EXERCISE INSTRUCTIONS:
Quote verbatim the part of the items that opens with the line containing "Trace the outline of every instance of the dark" and runs through the end of the items.

RECORDS TO USE:
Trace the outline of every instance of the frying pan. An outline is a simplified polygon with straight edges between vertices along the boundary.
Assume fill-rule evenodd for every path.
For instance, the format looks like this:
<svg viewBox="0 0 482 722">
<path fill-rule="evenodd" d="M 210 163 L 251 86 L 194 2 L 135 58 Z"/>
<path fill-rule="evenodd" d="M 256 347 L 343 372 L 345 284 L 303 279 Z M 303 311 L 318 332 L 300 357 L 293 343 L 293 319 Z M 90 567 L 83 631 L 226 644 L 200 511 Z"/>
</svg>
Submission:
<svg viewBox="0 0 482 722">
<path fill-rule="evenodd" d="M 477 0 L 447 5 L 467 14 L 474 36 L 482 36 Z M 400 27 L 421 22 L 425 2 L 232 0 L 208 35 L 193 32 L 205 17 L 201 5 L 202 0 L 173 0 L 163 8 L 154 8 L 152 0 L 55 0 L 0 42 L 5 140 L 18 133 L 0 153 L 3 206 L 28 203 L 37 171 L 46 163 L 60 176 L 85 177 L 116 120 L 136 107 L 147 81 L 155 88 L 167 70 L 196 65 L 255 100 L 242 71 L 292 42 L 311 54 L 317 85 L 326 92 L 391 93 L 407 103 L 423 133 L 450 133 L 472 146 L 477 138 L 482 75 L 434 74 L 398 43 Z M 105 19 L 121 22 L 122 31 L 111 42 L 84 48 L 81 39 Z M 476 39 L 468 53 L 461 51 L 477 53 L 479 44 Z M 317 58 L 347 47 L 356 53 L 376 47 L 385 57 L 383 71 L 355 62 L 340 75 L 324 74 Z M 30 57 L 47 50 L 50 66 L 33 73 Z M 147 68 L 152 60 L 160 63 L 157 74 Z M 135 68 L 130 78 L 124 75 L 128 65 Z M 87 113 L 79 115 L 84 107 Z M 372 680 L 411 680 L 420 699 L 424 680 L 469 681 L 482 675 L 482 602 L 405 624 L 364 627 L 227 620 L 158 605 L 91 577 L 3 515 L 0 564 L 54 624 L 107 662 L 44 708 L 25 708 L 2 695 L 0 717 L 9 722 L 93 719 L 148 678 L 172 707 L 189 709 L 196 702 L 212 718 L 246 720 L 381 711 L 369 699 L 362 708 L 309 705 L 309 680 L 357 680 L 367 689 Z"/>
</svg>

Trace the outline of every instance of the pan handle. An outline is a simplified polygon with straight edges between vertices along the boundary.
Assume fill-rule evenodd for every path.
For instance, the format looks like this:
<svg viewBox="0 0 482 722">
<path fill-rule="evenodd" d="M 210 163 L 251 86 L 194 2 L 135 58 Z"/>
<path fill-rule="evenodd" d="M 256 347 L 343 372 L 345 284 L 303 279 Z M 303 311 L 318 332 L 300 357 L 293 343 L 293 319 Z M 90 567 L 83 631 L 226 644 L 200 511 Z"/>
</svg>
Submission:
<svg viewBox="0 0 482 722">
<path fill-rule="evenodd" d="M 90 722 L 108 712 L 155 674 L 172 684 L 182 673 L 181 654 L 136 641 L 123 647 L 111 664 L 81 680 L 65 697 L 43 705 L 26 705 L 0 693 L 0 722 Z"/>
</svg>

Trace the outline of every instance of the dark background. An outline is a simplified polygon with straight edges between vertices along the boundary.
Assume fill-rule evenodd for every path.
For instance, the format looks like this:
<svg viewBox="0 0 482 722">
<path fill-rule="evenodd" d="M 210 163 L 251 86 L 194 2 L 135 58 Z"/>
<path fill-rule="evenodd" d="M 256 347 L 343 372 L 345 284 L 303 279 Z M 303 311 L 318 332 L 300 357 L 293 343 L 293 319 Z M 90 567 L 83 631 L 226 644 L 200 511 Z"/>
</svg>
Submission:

CORRECT RESPONSE:
Trace the outline of every instance of the dark background. An outline is a simplified polygon with straight edges between vertices along the boundary.
Assume fill-rule evenodd for every path.
For instance, the format looks like this:
<svg viewBox="0 0 482 722">
<path fill-rule="evenodd" d="M 210 163 L 251 86 L 194 2 L 135 58 Z"/>
<path fill-rule="evenodd" d="M 256 347 L 343 372 L 345 284 L 303 279 Z M 303 311 L 318 332 L 300 357 L 293 343 L 293 319 Z M 90 567 L 83 631 L 226 644 L 200 511 Z"/>
</svg>
Submission:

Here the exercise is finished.